→ **Challenge 1**
According to the news article on Flynt Leverett, with whom did he co-author the opinion piece?
→ **Challenge 2**
Retype a passage of the news article on Flynt Leverett word for word, beginning at the words "Mr Leverett, an" and stopping after the words "Iraq Study Group.".

→ **Text block**
>>>

Critic accuses Bush of silencing dissent
By Guy Dinmore in Washington

Published: December 18 2006 23:41 | Last updated: December 18 2006 23:41

A former senior Bush administration official who has been outspoken in his criticism of US foreign policy accused the White House on Monday of trying to silence him by censoring an article he co-authored that advocated broad engagement with Iran.

Flynt Leverett, a former CIA analyst and director in the national security council, said the White House had threatened him with criminal prosecution if he went ahead and published an opinion piece prepared for the New York Times.

Mr Leverett, an analyst at the New America Foundation, a Washington think-tank, accused the White House of using the pretext of protecting classified information to limit dissent from someone highly critical of its Iran policy.

His allegations come at a particularly sensitive time for the White House, which is under intense pressure to change its whole Middle East strategy following publication of the report of the bipartisan Iraq Study Group.

Mr Leverett told a news conference that the CIA had already cleared the piece in question, which he was required to submit as a former analyst. He said the White House then intervened and excised material that he had already ¬published in a recent paper for the Century Foundation, a New York think-tank, and had either been stated in public by US officials or reported by the media.

The offending segments, he said, dealt with Iran’s assistance to the US in ousting the Taliban in 2001 and then helping set up a new Afghan government, and an offer Iran made to the US in 2003 – first reported by the Financial Times – to talk about a “grand bargain” that the Bush administration quickly rejected.

Tony Snow, the White House spokesman, said he knew nothing about the case but denied the administration would “falsely silence critics on national security claims”.

The White House later confirmed it had suggested deletions to the article because it contained classified information, and then returned the piece to the CIA publications review board.

Speaking at a news conference, Mr Leverett accused his former CIA colleagues of being “spineless” in the face of political pressure. He said the CIA review board told him there was nothing of a classified nature in the article but that they had to bow to the White House.

“This is the state of our intelligence community six years into the Bush administration,” he said. He co-authored the piece with his wife, Hillary Mann, also a former official.

Analysts said Mr Leverett was not the only critic to have attracted the administration’s disapproval and that the CIA had tightened up its pre-publication review procedures and threatened other former officials with punishment for stating what was already on public record.

<<<

→ **Record list**
>>>

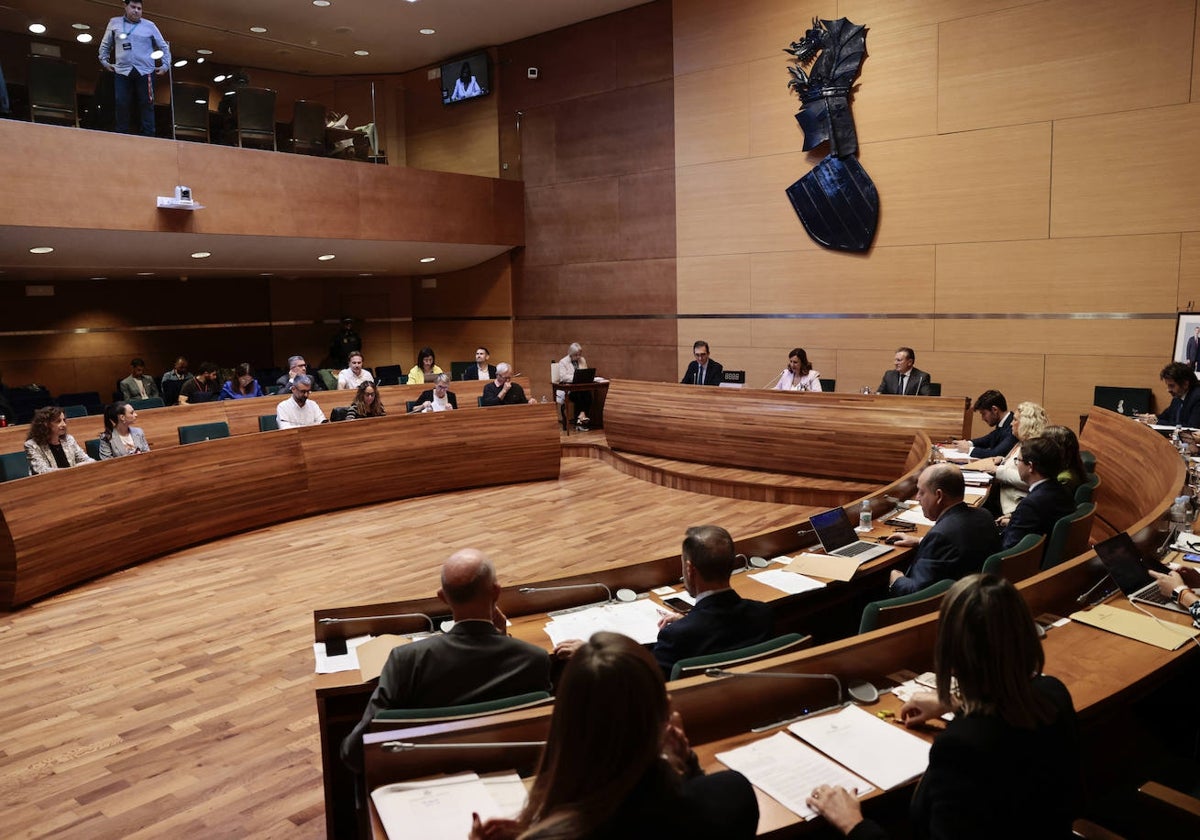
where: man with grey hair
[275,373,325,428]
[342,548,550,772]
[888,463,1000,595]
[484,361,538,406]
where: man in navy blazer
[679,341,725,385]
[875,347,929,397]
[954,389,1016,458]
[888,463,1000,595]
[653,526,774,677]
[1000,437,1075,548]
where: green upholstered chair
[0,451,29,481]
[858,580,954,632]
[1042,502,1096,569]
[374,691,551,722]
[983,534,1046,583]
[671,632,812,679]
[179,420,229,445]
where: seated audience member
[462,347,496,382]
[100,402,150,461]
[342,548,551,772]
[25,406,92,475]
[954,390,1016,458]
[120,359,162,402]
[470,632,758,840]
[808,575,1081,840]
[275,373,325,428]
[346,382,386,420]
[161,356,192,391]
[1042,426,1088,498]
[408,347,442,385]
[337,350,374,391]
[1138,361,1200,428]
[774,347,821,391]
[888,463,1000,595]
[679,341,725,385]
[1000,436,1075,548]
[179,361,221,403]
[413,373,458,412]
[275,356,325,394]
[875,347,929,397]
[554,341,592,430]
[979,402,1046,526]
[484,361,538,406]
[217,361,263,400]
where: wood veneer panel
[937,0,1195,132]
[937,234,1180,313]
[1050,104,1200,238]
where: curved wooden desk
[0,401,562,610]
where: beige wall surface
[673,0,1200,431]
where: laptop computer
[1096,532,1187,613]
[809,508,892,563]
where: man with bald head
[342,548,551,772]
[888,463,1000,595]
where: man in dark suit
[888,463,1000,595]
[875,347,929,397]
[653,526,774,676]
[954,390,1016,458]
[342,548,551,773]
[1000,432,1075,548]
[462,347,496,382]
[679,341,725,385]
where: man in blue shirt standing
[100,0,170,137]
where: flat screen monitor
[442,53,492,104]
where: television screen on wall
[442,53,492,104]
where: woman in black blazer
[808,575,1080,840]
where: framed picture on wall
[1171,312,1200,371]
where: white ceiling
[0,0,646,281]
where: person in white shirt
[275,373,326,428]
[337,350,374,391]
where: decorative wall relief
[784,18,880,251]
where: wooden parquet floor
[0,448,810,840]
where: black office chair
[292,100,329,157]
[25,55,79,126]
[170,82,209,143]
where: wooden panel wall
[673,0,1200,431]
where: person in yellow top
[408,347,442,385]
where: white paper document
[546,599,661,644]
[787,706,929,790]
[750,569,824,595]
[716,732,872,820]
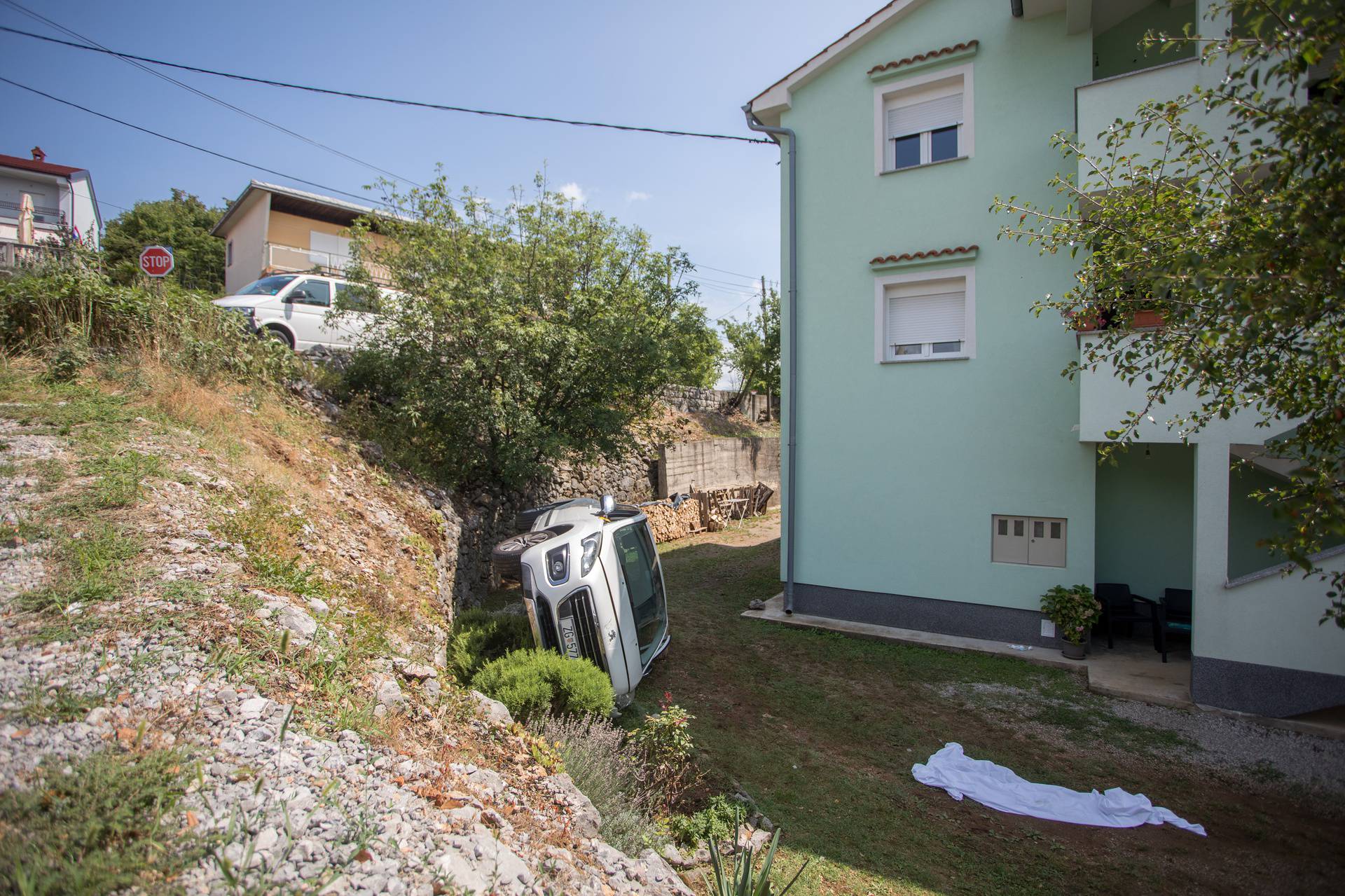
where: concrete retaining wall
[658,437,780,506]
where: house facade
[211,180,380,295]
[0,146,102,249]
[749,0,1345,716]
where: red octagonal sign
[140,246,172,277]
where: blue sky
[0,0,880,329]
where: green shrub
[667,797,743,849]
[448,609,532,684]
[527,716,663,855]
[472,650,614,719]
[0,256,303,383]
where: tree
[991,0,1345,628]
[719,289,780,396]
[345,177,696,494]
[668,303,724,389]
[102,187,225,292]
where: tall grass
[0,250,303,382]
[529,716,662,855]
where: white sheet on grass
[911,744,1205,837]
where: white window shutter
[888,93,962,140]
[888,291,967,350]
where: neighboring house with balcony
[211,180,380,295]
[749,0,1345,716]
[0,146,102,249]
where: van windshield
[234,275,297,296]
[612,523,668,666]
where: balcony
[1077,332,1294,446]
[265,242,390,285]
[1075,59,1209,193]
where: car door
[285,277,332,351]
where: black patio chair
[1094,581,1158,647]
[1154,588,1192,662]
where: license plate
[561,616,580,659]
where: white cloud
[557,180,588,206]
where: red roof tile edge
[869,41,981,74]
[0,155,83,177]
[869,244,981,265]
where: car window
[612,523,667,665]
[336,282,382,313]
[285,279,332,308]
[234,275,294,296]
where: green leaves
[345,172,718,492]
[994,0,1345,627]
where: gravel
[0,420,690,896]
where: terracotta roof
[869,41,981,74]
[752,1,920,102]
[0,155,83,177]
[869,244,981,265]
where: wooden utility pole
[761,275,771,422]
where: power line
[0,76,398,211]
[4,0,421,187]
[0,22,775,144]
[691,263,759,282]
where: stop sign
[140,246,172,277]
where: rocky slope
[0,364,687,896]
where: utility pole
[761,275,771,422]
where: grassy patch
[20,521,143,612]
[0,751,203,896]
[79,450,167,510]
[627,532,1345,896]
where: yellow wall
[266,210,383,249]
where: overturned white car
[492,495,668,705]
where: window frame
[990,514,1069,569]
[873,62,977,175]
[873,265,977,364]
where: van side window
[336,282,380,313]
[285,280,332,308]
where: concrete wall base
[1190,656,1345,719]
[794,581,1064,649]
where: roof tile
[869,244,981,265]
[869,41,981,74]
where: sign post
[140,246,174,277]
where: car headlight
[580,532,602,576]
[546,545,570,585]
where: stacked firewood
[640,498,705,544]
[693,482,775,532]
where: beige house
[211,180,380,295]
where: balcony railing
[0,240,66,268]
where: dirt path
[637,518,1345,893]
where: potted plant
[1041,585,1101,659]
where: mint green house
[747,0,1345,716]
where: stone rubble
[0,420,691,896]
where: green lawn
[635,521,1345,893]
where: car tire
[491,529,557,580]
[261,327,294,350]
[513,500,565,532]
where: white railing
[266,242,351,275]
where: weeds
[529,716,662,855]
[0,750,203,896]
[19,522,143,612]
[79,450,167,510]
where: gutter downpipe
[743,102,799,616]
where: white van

<<<

→ **Result 1**
His wife, Hillary Mann, also a former official.

→ **Result 2**
Mr Leverett, an analyst at the New America Foundation, a Washington think-tank, accused the White House of using the pretext of protecting classified information to limit dissent from someone highly critical of its Iran policy.

His allegations come at a particularly sensitive time for the White House, which is under intense pressure to change its whole Middle East strategy following publication of the report of the bipartisan Iraq Study Group.